■ **AIM OF THE TASK**:
Read through the data and report every line in which the word "small" occurs.

■ **INFORMATION PROVIDED**:

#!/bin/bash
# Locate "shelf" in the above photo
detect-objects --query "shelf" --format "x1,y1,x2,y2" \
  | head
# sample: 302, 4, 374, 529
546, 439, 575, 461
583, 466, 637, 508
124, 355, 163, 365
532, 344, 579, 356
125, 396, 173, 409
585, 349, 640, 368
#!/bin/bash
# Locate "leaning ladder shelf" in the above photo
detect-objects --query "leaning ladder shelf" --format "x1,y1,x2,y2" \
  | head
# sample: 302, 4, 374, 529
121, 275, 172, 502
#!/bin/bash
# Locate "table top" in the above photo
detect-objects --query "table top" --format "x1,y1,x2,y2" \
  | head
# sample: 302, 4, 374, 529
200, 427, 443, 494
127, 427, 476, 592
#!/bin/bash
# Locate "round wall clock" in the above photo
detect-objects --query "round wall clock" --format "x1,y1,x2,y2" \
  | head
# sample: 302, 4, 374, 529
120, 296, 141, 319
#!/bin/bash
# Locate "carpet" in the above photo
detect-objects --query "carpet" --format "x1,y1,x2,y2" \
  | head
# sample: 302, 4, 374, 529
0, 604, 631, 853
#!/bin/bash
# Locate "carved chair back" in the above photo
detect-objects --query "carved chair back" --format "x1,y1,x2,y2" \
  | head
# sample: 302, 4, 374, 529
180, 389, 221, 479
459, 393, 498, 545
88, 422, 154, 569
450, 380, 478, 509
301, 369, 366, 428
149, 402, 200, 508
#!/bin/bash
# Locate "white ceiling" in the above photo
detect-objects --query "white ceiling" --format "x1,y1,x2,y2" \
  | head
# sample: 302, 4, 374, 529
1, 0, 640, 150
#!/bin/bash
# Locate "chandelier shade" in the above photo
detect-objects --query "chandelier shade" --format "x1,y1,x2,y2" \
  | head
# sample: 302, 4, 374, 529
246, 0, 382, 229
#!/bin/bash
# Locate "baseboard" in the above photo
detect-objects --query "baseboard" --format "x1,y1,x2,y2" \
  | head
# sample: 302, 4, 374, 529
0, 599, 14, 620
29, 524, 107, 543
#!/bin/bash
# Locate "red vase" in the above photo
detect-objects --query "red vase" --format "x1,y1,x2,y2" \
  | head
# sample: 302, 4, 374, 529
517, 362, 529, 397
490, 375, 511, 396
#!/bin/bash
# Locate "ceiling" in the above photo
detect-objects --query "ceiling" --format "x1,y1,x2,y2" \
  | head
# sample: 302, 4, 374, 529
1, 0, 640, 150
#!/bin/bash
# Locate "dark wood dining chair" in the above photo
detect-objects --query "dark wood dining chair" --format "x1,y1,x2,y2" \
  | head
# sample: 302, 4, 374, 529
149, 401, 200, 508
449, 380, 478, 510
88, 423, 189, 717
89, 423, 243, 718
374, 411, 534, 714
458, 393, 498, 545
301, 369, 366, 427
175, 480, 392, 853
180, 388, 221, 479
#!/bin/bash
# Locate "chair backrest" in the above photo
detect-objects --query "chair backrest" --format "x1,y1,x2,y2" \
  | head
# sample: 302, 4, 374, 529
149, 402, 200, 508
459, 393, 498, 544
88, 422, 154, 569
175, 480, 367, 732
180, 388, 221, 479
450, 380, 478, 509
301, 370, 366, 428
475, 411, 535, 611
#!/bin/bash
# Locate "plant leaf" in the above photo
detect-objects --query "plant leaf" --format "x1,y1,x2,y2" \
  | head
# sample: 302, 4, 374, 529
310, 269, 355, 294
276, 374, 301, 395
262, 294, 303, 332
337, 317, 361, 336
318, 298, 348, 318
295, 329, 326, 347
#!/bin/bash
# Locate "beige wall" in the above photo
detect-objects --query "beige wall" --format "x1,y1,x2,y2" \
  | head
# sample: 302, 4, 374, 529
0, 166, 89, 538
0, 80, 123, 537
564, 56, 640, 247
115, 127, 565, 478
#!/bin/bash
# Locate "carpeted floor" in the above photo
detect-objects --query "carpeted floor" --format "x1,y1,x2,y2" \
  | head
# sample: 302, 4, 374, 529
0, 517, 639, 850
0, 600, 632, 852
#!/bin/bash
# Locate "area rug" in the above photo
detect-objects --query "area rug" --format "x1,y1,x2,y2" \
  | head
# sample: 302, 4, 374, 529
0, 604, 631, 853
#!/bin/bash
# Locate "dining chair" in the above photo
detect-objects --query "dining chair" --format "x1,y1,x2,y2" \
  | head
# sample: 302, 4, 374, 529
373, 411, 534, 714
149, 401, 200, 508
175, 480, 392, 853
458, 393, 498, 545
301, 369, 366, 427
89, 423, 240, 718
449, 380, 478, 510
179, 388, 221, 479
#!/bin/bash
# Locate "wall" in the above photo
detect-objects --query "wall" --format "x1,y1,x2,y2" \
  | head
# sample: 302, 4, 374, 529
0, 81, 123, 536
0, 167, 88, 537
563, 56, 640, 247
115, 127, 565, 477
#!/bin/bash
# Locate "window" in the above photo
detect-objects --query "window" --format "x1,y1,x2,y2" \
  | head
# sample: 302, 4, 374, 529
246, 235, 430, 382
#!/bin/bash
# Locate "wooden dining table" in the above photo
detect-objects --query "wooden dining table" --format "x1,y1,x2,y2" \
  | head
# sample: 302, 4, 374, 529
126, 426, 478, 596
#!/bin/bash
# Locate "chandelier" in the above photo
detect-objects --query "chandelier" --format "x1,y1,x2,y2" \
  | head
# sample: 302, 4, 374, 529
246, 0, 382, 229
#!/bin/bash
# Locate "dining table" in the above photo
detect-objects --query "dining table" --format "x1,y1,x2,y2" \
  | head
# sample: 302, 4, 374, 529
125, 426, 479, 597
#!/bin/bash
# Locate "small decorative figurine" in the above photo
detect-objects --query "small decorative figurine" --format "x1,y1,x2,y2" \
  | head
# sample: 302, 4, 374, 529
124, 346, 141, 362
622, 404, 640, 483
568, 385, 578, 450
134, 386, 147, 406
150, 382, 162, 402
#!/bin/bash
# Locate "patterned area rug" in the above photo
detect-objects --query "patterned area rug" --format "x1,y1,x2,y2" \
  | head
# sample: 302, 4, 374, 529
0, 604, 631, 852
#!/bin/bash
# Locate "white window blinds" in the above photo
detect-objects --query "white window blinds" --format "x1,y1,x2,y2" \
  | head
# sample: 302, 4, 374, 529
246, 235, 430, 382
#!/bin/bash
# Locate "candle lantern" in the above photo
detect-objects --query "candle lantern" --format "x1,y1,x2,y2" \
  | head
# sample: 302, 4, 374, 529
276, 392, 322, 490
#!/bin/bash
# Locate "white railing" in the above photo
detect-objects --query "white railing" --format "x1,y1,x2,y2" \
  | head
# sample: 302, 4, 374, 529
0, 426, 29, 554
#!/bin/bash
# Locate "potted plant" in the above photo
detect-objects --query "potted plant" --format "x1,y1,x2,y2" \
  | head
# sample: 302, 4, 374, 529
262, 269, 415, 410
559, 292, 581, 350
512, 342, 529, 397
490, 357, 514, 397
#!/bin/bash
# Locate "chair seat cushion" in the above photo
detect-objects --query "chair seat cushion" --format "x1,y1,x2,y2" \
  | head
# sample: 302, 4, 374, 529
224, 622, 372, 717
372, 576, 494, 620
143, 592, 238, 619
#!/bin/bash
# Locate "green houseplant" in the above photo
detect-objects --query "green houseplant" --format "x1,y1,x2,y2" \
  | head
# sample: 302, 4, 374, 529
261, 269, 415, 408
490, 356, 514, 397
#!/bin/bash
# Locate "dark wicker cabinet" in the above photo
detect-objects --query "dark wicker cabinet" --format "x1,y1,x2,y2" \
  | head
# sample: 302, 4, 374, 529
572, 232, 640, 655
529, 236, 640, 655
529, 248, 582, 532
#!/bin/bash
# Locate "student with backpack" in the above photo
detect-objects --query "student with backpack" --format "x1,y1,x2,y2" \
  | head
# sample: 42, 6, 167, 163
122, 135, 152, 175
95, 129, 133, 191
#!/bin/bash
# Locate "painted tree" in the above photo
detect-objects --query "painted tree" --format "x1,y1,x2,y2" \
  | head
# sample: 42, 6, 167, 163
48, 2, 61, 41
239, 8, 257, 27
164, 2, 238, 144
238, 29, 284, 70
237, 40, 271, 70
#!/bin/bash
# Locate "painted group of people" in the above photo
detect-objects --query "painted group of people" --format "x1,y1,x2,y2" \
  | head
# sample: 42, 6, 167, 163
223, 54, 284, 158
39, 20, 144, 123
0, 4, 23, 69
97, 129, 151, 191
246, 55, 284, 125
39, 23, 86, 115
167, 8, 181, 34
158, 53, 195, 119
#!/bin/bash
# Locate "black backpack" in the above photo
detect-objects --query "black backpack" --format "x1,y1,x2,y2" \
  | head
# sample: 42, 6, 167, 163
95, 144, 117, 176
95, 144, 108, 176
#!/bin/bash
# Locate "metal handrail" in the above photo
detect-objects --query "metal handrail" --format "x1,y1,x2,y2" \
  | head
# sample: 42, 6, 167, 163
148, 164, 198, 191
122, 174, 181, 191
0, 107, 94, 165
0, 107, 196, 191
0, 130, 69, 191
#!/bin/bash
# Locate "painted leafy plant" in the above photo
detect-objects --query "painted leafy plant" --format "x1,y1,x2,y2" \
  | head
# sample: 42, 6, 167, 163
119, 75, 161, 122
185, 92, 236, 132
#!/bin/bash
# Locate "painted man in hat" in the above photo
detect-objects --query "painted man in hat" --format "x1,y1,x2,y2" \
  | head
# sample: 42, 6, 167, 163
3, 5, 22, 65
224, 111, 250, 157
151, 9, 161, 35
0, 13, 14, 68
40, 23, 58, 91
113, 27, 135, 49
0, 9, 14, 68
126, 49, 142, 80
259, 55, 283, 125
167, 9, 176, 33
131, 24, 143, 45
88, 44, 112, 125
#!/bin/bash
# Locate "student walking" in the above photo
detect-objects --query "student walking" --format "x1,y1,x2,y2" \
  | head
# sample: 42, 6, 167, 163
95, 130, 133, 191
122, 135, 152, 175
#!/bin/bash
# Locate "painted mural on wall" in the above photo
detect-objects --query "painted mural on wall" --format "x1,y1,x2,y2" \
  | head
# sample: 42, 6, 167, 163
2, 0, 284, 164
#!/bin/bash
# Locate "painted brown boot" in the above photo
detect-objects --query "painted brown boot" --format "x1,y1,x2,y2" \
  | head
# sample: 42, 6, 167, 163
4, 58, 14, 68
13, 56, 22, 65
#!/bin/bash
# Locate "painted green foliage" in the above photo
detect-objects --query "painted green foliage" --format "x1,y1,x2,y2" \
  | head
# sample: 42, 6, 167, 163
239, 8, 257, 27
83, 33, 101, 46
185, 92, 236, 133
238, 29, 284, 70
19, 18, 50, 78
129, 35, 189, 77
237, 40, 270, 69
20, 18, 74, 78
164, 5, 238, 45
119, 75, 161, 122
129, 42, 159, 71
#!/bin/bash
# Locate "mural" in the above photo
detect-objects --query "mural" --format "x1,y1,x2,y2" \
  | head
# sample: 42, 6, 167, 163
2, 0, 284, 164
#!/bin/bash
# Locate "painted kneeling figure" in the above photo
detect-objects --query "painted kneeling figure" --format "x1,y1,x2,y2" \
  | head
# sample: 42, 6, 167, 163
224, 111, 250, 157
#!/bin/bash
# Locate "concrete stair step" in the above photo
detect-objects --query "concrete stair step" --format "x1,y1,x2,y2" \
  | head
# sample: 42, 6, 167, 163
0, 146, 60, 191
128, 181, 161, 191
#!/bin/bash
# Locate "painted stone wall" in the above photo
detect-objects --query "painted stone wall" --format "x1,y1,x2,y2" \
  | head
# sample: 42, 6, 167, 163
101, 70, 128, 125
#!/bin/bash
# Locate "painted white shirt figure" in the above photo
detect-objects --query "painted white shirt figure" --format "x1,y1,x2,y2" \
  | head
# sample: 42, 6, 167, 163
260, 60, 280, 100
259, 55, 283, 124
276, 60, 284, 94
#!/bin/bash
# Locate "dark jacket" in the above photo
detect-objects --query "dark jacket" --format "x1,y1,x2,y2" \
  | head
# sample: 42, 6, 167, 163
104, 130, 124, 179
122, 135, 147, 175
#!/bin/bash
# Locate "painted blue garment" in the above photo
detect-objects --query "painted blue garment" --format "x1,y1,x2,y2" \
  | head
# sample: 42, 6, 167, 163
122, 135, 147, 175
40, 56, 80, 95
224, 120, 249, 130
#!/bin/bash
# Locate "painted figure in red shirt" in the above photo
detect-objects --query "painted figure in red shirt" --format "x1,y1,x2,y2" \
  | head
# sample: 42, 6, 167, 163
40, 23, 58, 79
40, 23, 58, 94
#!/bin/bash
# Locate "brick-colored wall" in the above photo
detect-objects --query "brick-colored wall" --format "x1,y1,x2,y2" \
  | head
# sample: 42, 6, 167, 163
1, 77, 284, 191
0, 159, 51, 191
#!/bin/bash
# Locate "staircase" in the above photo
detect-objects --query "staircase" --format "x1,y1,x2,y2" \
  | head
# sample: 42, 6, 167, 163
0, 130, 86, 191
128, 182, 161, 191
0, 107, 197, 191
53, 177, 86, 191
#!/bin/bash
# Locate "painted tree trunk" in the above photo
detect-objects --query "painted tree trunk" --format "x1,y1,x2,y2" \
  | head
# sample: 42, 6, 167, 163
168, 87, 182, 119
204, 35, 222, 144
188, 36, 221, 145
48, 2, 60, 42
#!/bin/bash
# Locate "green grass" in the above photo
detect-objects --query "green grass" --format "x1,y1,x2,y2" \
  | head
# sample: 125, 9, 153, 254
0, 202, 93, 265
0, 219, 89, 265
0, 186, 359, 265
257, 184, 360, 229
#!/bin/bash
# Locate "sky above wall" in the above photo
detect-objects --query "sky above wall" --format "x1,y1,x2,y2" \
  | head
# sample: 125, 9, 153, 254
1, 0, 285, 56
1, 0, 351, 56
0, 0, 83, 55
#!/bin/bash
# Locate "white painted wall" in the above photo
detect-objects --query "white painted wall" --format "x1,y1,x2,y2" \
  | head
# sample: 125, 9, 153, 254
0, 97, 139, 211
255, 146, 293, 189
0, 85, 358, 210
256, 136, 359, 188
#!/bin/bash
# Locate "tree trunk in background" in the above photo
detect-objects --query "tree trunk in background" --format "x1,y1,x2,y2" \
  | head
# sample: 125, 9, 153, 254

■ **ANSWER**:
# Locate "small decorative figurine" in the above photo
detect-objects --query "small decorative figurine" --format "x1,y1,x2,y2" \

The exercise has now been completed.